▶ _Task details_: Show every line in the items below that contains the word "poncho".

Records from a dataset:
================================
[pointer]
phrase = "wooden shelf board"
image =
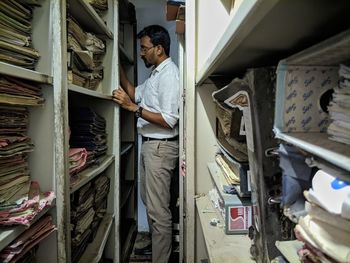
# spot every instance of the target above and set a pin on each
(126, 147)
(221, 247)
(94, 250)
(19, 72)
(88, 92)
(10, 233)
(125, 55)
(258, 34)
(319, 145)
(87, 17)
(90, 173)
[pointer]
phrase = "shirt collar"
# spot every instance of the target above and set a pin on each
(161, 65)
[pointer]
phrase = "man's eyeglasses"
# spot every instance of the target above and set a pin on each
(145, 49)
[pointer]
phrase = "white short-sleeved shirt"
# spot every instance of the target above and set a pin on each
(160, 94)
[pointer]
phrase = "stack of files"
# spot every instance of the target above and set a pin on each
(22, 247)
(88, 130)
(82, 214)
(99, 5)
(325, 230)
(16, 92)
(15, 34)
(27, 208)
(85, 54)
(77, 160)
(339, 108)
(14, 149)
(89, 206)
(101, 186)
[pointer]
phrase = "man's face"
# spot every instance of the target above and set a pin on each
(147, 51)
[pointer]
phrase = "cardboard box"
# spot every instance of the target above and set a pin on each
(172, 9)
(237, 214)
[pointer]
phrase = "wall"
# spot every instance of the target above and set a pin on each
(151, 12)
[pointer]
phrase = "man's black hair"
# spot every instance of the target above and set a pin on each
(158, 35)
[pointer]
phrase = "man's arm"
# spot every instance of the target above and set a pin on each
(126, 84)
(122, 98)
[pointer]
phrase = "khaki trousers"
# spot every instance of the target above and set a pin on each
(158, 163)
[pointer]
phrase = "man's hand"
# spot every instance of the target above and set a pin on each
(119, 96)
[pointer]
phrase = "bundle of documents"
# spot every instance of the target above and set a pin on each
(88, 205)
(14, 149)
(16, 92)
(227, 170)
(23, 246)
(325, 230)
(29, 207)
(15, 33)
(85, 54)
(88, 139)
(339, 108)
(99, 5)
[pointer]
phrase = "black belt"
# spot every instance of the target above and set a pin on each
(144, 139)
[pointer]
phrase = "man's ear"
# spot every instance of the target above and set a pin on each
(160, 50)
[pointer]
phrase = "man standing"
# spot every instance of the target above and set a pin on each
(156, 105)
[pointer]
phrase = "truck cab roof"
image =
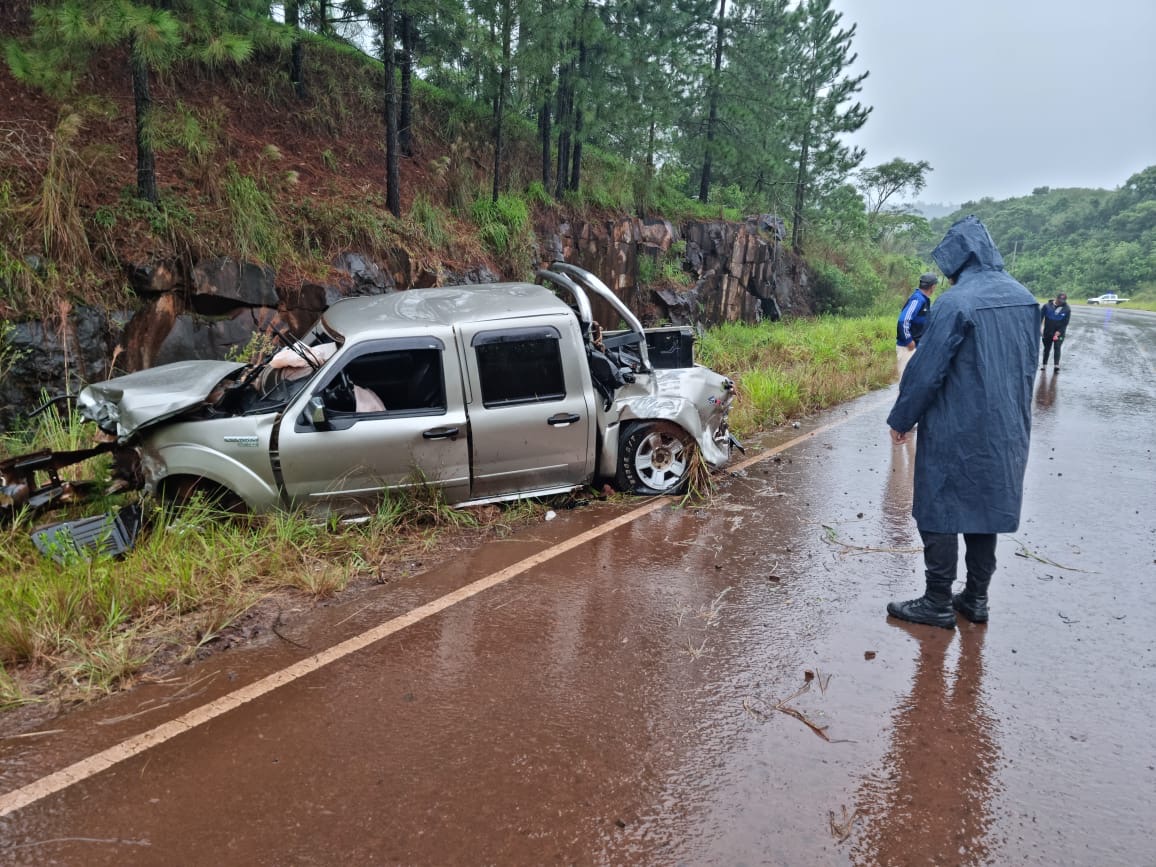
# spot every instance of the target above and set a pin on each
(439, 306)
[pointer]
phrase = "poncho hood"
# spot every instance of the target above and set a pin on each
(966, 244)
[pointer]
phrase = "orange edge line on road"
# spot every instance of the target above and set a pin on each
(58, 780)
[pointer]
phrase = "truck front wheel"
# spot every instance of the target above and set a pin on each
(654, 458)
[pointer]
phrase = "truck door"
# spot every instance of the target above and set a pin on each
(530, 408)
(390, 413)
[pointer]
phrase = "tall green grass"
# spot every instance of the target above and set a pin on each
(783, 370)
(94, 624)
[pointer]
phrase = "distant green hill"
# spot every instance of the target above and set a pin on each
(1080, 242)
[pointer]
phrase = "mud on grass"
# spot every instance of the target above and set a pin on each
(197, 583)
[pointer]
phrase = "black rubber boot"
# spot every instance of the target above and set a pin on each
(933, 608)
(972, 602)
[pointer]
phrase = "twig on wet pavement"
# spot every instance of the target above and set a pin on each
(1028, 554)
(842, 829)
(831, 535)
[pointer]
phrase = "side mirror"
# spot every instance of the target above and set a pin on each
(317, 414)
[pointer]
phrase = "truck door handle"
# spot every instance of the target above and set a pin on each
(563, 419)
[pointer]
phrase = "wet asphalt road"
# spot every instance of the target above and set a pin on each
(644, 697)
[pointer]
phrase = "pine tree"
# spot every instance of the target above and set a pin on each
(822, 161)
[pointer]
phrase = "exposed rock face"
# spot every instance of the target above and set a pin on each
(734, 272)
(731, 272)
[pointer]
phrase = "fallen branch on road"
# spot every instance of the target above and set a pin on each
(831, 535)
(1028, 554)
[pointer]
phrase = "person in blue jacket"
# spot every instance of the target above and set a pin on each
(969, 390)
(1054, 316)
(912, 320)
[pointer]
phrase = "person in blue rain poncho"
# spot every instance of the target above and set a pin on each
(969, 390)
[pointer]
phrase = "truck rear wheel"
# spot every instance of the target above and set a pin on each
(654, 458)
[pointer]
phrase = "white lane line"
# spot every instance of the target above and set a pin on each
(20, 798)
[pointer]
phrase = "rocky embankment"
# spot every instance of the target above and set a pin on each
(738, 272)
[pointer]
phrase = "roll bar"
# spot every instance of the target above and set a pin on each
(585, 315)
(591, 282)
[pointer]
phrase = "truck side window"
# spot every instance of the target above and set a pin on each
(521, 365)
(402, 379)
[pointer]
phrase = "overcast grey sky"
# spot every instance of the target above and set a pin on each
(1002, 96)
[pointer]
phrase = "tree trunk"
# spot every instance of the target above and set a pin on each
(565, 102)
(545, 133)
(296, 74)
(406, 119)
(576, 156)
(712, 118)
(146, 161)
(800, 193)
(499, 103)
(392, 172)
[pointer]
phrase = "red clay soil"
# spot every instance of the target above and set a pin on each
(333, 143)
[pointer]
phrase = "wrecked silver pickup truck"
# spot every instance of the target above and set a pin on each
(489, 393)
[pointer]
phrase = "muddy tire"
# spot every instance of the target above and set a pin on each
(654, 458)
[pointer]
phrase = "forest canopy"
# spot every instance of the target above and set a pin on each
(1074, 241)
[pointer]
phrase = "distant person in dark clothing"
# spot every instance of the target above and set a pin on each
(1054, 315)
(912, 320)
(969, 390)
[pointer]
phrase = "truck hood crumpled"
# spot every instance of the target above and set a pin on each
(139, 400)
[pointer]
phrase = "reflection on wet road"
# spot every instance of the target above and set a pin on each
(713, 686)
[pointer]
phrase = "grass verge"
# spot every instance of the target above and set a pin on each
(784, 370)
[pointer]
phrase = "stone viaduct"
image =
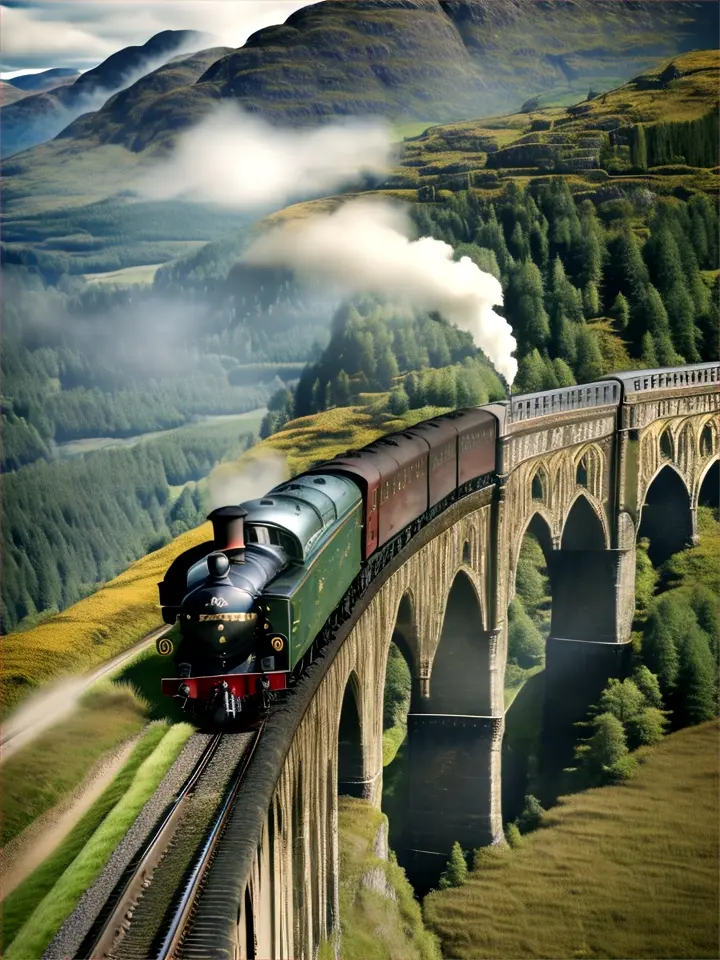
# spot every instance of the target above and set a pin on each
(588, 470)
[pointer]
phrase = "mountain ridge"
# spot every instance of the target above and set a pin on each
(41, 116)
(434, 60)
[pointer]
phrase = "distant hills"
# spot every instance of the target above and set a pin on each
(434, 60)
(45, 80)
(421, 62)
(42, 115)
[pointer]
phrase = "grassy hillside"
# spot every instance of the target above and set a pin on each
(379, 916)
(121, 612)
(625, 871)
(42, 115)
(409, 60)
(577, 141)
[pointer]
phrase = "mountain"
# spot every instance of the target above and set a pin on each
(675, 106)
(428, 61)
(9, 94)
(45, 80)
(43, 115)
(434, 60)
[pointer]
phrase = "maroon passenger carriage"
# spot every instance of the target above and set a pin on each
(404, 475)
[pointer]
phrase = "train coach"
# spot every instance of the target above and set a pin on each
(250, 603)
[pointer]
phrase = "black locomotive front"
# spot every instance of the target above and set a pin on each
(213, 592)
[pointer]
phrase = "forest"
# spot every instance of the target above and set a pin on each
(590, 287)
(71, 524)
(593, 282)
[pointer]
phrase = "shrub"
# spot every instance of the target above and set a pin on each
(623, 769)
(531, 817)
(455, 874)
(648, 684)
(648, 727)
(513, 835)
(525, 642)
(601, 753)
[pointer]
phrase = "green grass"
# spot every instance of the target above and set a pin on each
(47, 770)
(374, 926)
(18, 905)
(35, 935)
(216, 424)
(519, 678)
(144, 674)
(622, 871)
(144, 274)
(393, 739)
(700, 564)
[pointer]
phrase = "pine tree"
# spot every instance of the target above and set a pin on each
(648, 727)
(620, 311)
(648, 354)
(525, 643)
(532, 814)
(563, 373)
(531, 373)
(622, 699)
(669, 619)
(649, 686)
(455, 873)
(589, 363)
(606, 749)
(399, 402)
(681, 316)
(341, 389)
(696, 686)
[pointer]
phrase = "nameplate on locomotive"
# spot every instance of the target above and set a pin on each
(228, 617)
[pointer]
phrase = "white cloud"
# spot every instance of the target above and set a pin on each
(364, 247)
(81, 33)
(240, 160)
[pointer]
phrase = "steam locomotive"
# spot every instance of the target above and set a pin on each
(250, 604)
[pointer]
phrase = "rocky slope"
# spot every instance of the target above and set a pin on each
(43, 115)
(45, 80)
(434, 60)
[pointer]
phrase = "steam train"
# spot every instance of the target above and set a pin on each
(253, 604)
(250, 603)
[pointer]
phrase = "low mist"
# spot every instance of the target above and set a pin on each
(364, 247)
(240, 160)
(251, 479)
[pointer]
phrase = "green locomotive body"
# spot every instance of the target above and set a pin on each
(317, 520)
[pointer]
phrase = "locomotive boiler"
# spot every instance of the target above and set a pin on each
(249, 604)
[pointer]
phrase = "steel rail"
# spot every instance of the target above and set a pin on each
(181, 915)
(150, 856)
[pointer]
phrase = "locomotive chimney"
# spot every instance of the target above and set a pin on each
(228, 527)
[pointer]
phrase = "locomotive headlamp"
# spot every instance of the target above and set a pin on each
(218, 565)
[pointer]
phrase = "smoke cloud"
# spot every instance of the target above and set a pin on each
(239, 160)
(365, 247)
(253, 478)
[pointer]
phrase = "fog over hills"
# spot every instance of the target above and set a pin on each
(434, 60)
(41, 116)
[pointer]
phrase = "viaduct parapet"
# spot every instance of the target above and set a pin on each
(589, 470)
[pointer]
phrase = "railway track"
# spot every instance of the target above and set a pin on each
(54, 700)
(153, 903)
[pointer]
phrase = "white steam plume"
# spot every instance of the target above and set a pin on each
(256, 475)
(239, 160)
(364, 247)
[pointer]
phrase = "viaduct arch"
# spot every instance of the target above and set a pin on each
(590, 480)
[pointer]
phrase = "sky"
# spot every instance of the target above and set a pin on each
(40, 34)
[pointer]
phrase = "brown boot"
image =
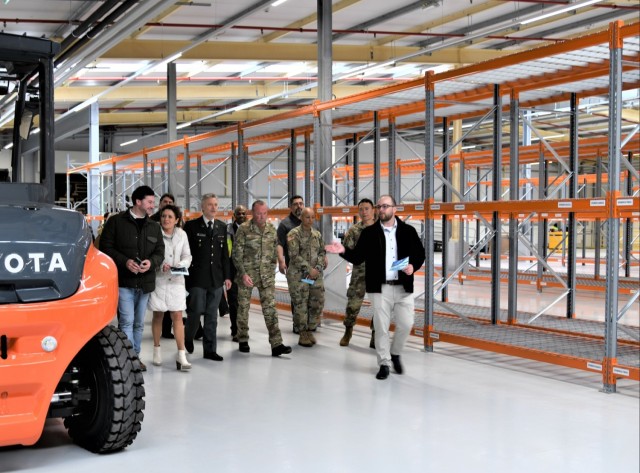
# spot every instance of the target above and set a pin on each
(346, 338)
(304, 339)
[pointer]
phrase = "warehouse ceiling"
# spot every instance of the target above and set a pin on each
(239, 60)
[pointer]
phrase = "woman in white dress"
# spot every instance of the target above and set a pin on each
(170, 294)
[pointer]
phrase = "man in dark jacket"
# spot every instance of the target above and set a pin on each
(382, 246)
(135, 244)
(208, 273)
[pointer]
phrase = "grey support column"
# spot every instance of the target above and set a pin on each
(172, 132)
(307, 167)
(597, 229)
(199, 176)
(93, 177)
(292, 167)
(243, 170)
(187, 177)
(446, 197)
(613, 228)
(628, 225)
(355, 162)
(428, 190)
(572, 226)
(542, 223)
(376, 156)
(514, 186)
(47, 142)
(145, 167)
(496, 191)
(325, 93)
(394, 185)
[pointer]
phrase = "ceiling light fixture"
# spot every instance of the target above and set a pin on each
(573, 6)
(126, 143)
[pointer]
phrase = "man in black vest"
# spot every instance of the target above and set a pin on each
(135, 244)
(208, 273)
(382, 246)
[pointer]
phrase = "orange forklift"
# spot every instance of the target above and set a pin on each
(59, 357)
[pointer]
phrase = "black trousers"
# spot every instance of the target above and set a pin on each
(203, 302)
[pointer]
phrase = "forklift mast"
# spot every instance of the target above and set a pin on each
(26, 70)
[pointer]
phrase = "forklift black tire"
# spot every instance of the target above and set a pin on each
(110, 369)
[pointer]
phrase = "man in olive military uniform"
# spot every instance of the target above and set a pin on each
(255, 256)
(304, 275)
(208, 273)
(357, 290)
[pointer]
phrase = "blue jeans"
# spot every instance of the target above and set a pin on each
(203, 302)
(132, 307)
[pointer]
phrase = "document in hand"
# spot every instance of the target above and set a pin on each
(400, 264)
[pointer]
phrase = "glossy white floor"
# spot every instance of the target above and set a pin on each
(322, 410)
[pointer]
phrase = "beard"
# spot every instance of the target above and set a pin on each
(385, 217)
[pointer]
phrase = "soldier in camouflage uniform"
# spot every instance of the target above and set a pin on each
(356, 291)
(254, 256)
(306, 262)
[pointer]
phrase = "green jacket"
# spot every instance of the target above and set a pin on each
(121, 240)
(306, 251)
(254, 253)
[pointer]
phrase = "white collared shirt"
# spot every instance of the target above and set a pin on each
(391, 253)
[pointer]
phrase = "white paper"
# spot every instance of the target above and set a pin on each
(400, 264)
(180, 271)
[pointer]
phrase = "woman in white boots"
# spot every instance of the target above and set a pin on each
(170, 294)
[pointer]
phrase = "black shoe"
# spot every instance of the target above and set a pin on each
(280, 350)
(212, 355)
(397, 366)
(383, 373)
(199, 333)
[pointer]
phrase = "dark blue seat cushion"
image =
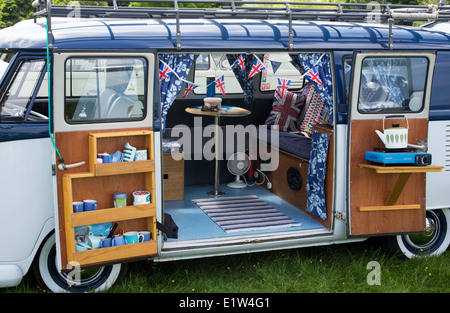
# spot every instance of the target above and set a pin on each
(292, 143)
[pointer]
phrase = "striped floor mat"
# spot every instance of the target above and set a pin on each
(244, 213)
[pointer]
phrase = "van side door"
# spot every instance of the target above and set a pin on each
(26, 181)
(390, 90)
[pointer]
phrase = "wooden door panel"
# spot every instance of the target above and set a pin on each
(369, 188)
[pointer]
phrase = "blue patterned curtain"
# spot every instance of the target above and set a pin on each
(319, 146)
(171, 86)
(246, 84)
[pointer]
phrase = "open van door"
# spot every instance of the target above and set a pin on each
(389, 89)
(103, 124)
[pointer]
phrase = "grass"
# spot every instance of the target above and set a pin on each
(333, 269)
(330, 269)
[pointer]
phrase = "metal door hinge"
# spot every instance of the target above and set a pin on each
(341, 216)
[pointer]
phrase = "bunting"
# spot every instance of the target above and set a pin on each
(313, 75)
(240, 62)
(257, 68)
(283, 85)
(164, 71)
(220, 83)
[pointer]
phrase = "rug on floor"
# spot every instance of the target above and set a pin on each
(244, 213)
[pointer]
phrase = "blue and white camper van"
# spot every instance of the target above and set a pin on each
(168, 133)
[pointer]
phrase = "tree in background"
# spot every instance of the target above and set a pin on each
(13, 11)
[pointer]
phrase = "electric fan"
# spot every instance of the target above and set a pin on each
(238, 164)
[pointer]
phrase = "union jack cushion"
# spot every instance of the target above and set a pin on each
(313, 111)
(285, 110)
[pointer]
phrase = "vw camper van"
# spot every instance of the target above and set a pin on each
(169, 133)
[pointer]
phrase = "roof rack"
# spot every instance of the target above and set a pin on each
(230, 9)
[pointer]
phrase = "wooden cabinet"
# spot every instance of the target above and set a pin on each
(100, 183)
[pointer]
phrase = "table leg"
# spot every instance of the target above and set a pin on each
(216, 191)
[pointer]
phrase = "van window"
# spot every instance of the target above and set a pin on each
(105, 89)
(18, 96)
(392, 84)
(5, 58)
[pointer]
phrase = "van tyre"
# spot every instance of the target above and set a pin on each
(434, 241)
(89, 280)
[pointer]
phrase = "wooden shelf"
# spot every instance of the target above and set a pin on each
(402, 169)
(115, 254)
(390, 207)
(405, 172)
(124, 168)
(103, 180)
(113, 214)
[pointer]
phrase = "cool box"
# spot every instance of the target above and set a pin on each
(405, 158)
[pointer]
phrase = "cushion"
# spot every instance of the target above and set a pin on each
(290, 142)
(312, 111)
(285, 110)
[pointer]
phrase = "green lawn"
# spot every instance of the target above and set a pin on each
================================
▶ _Output of the task_:
phrase = "poncho hood"
phrase = "person in blue rain poncho"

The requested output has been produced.